(INFORMATION begins)

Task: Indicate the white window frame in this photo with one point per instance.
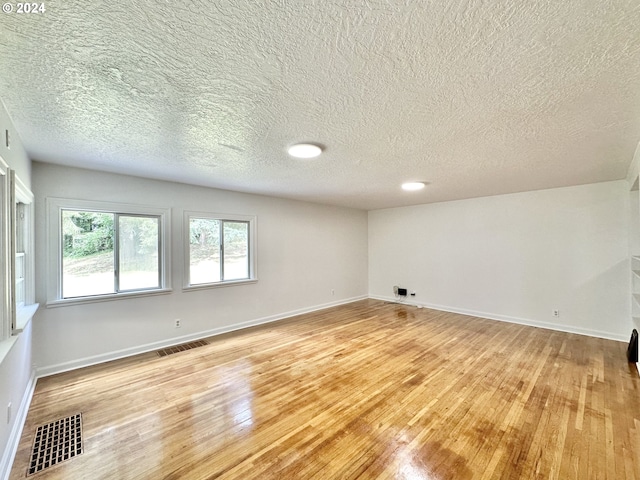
(21, 229)
(6, 315)
(55, 206)
(252, 248)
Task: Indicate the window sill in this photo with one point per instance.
(230, 283)
(66, 302)
(24, 316)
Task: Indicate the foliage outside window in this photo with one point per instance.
(220, 249)
(107, 252)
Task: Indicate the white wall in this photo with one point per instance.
(16, 368)
(513, 257)
(304, 251)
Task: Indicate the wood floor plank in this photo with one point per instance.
(364, 390)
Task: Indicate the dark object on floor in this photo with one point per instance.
(56, 442)
(632, 349)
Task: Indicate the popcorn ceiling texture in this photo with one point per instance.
(474, 97)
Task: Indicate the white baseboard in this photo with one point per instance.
(509, 319)
(149, 347)
(16, 431)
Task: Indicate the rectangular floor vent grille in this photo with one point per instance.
(56, 442)
(181, 348)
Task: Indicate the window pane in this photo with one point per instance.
(138, 248)
(87, 253)
(204, 251)
(236, 250)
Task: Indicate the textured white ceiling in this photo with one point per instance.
(474, 97)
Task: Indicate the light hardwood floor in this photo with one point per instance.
(365, 390)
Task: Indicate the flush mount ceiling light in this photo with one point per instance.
(412, 186)
(304, 150)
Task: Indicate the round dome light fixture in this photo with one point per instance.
(304, 150)
(413, 186)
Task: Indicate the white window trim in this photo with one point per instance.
(24, 313)
(5, 255)
(253, 242)
(54, 207)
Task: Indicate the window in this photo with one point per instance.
(106, 250)
(220, 249)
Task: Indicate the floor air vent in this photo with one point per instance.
(181, 348)
(56, 442)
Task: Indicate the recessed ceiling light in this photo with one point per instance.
(304, 150)
(412, 186)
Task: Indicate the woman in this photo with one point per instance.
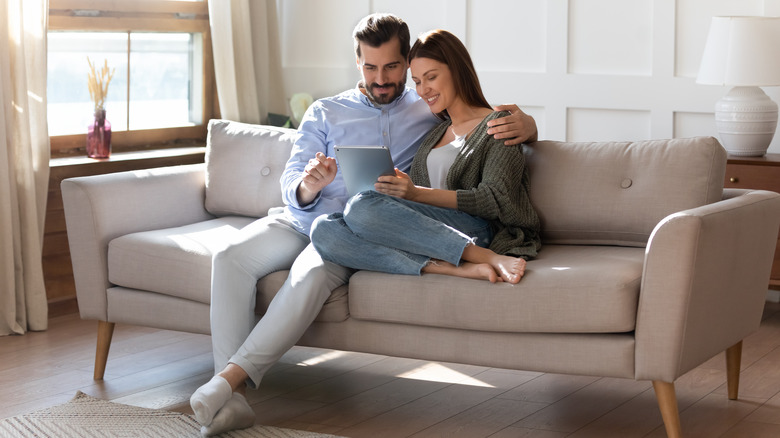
(464, 209)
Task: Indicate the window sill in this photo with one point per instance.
(135, 157)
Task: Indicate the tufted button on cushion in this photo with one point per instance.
(242, 167)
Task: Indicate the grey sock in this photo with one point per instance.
(209, 399)
(236, 414)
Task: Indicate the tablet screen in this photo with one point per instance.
(362, 165)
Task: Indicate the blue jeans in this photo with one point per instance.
(383, 233)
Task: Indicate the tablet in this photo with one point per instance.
(362, 165)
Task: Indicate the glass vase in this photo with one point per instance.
(99, 136)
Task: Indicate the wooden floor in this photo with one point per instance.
(363, 395)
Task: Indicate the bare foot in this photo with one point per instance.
(478, 271)
(510, 269)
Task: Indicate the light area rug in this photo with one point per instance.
(86, 416)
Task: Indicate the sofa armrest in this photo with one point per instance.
(100, 208)
(704, 284)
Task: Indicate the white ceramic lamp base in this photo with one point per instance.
(746, 119)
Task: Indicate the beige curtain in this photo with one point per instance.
(247, 60)
(24, 164)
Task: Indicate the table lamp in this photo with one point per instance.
(743, 52)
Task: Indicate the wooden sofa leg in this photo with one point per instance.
(105, 332)
(733, 365)
(667, 402)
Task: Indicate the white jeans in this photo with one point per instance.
(268, 245)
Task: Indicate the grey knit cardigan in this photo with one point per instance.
(491, 181)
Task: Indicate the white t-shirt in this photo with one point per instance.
(440, 160)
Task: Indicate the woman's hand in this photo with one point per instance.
(398, 185)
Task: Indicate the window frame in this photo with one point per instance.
(143, 16)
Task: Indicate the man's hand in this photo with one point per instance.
(320, 172)
(518, 127)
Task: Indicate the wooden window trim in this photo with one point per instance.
(139, 15)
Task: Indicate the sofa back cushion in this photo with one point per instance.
(243, 166)
(615, 193)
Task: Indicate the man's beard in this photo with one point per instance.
(397, 89)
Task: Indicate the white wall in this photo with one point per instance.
(587, 70)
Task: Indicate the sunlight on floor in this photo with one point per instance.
(434, 372)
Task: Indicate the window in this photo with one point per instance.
(161, 91)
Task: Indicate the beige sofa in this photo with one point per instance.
(648, 267)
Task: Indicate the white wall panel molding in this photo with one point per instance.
(617, 42)
(578, 70)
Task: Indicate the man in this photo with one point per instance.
(380, 111)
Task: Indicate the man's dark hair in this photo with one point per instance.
(377, 29)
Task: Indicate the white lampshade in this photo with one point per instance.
(743, 52)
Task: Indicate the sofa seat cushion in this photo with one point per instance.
(567, 289)
(172, 261)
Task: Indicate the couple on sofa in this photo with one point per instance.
(462, 209)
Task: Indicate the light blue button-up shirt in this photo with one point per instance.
(351, 119)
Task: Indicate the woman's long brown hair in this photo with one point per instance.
(442, 46)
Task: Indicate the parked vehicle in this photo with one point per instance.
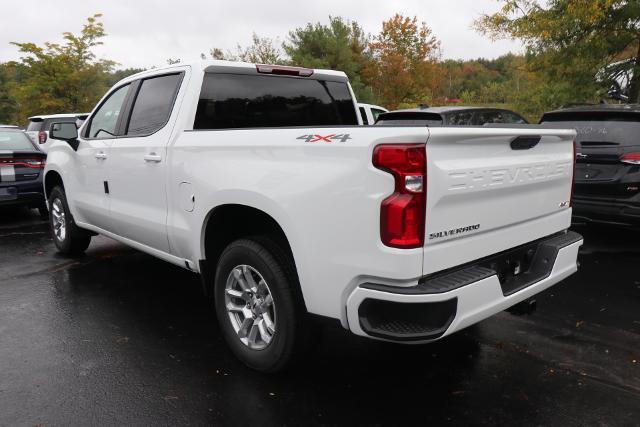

(INFORMATION ends)

ABOUT THIS TASK>
Leaving out the pictures, print every record exactly as written.

FINISHED EXERCISE>
Task: Indicate the white window frame in this photo with one point per instance.
(21, 229)
(6, 315)
(55, 206)
(252, 248)
Task: Indicate the window sill in this photo with one point per instance.
(230, 283)
(66, 302)
(24, 316)
Task: Indicate the foliage outside window in this photo with one point per instance.
(220, 249)
(107, 252)
Task: Indicate the white wall in this photo with one point per instance.
(16, 368)
(513, 257)
(304, 251)
Task: Indicate the wood floor plank in this photo with one point per instance.
(364, 390)
Task: Indicate the dark object on floor in this photo with one point per instance.
(56, 442)
(632, 349)
Task: Indicate the popcorn ceiling texture in this photo with one point per instance.
(474, 97)
Task: Indicate the white baseboard in this photo with one point per instance.
(509, 319)
(149, 347)
(16, 431)
Task: Indicate the rectangular floor vent grille in this photo with one point per instance.
(56, 442)
(181, 348)
Task: Indicate the window pane in this photo with one point per instance.
(138, 248)
(87, 253)
(204, 251)
(236, 250)
Task: Indicate the textured white ceiling in this photo with one point per instance.
(474, 97)
Task: Indicate the light hardwood floor in this photo with one point per instance.
(365, 390)
Task: Indicate the flush mount ceiling light in this photo with one point per instance.
(412, 186)
(304, 150)
Task: Indicate the round dome light fixture in this photo with one point per instance.
(304, 150)
(413, 186)
Task: Indicate the white window trim in this photo with one point per instance.
(24, 313)
(5, 255)
(253, 242)
(54, 207)
Task: Indicate the window in this photo with one point per instance.
(106, 250)
(220, 249)
Task: Indicate the floor air vent in this photo with one point per instance.
(181, 348)
(56, 442)
Task: Indicate the recessed ceiling light in this photo with one point per instance.
(304, 150)
(412, 186)
Task: Indicate the woman in this photo with one point per instance.
(464, 209)
Task: Indicate the window sill in this photo with one point per instance.
(135, 157)
Task: Indicate the tufted button on cushion in this photo with one point per instance.
(242, 167)
Task: Indicate the grey sock in this photo with one point per instance.
(209, 399)
(236, 414)
Task: Indicate the tablet screen in this photo with one point per instance.
(362, 165)
Task: Indicate the blue jeans in this photo with one point per instance.
(383, 233)
Task: Indicate the tablet in this photo with one point per instance.
(362, 165)
Task: Indicate the glass vase in this photo with one point per instance.
(99, 136)
Task: Indicate the wooden floor in this photo with one point per instance.
(363, 395)
Task: Indicate the bare foot in this photo with one point per instance.
(478, 271)
(510, 269)
Task: Indicate the light area rug in this photo with one point per instance.
(86, 416)
Task: Indicate the sofa armrest in this photo with one point per instance.
(100, 208)
(704, 284)
Task: Indicate the white ceramic lamp base in this photo with one point per instance.
(746, 119)
Task: Indicate the beige curtain in this photo with one point per instance.
(247, 60)
(24, 164)
Task: Indicate the table lamp in this photo with one point per instance.
(743, 52)
Task: Indicate the wooden sofa leg in this photo with one point per instance.
(105, 332)
(733, 365)
(667, 402)
Task: Indicate the white jeans in this photo with one point per instance.
(268, 245)
Task: Indicate the grey knit cardigan in this photo with one point per instance.
(491, 181)
Task: Indicate the white t-shirt in this photo with one point per instance.
(440, 160)
Task: Indicate the woman's hand in this photo with one point per instance.
(398, 185)
Task: Indicate the window frame in this photo with one point per instance.
(143, 16)
Task: Indicate the man's hand in this photo with one point per instance.
(320, 172)
(518, 127)
Task: Indicate the wooden window trim in this photo with one point per instance.
(139, 15)
Task: Indicate the sofa back cushion in this photo with one point per instance.
(243, 166)
(615, 193)
Task: Indicate the man's beard in this photo with one point per instance.
(397, 89)
Task: Indicate the white wall in this photo with one point per instance.
(587, 70)
Task: Indicate the sunlight on floor in this photo with one point per instance.
(434, 372)
Task: Indicate the window in this photo with one point per instance.
(161, 91)
Task: Indicate the beige sofa in this photo with one point per instance.
(648, 267)
Task: Indicate the white wall panel molding in this photo with one point per instance.
(617, 42)
(578, 70)
Task: Indicate the man in this photo with one point per instance.
(380, 111)
Task: Indicate the man's dark hair in this photo with one point per instance.
(377, 29)
Task: Indicate the white lampshade in this photo with one point per instance.
(743, 52)
Task: Indicate the sofa seat cushion in this photo with one point per instance.
(567, 289)
(172, 261)
Task: Indicate the couple on sofa in this photo with one point per instance.
(462, 209)
Task: Indicate the light blue button-up shirt in this photo with one point per instance.
(351, 119)
Task: Indicate the woman's long brown hair in this photo with one point per instance.
(442, 46)
Task: Indicate the parked vehicle in this photo with one point per instance.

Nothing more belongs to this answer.